Rewrite every line of the data below, leaving out the pictures. Shift each bounding-box coordinate in the answers up by 99, and keep all other lines and numbers unchanged.

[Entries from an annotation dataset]
Begin

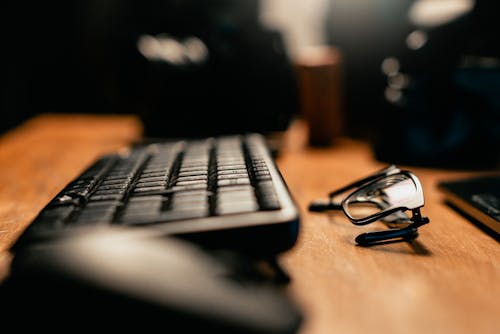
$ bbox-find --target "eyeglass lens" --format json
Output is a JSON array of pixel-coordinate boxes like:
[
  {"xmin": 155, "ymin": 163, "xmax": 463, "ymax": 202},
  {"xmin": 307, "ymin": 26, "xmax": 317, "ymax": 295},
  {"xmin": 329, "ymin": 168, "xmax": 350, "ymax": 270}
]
[{"xmin": 343, "ymin": 174, "xmax": 418, "ymax": 219}]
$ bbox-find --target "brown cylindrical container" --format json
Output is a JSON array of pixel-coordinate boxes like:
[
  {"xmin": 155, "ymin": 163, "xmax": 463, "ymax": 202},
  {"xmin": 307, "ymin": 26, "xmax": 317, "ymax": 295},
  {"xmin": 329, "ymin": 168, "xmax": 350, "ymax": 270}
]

End

#### ANSWER IN FULL:
$ bbox-find --target "eyeglass lens" --format json
Output is a JSON array of pixel-coordinate boxes like:
[
  {"xmin": 155, "ymin": 163, "xmax": 463, "ymax": 202},
  {"xmin": 307, "ymin": 26, "xmax": 317, "ymax": 295},
  {"xmin": 329, "ymin": 168, "xmax": 350, "ymax": 270}
]
[{"xmin": 442, "ymin": 273, "xmax": 517, "ymax": 318}]
$ bbox-find --target "brown cylindrical container" --format json
Output is a JSON array of pixel-coordinate boxes like:
[
  {"xmin": 155, "ymin": 163, "xmax": 463, "ymax": 202},
  {"xmin": 307, "ymin": 26, "xmax": 317, "ymax": 295},
  {"xmin": 329, "ymin": 168, "xmax": 350, "ymax": 270}
]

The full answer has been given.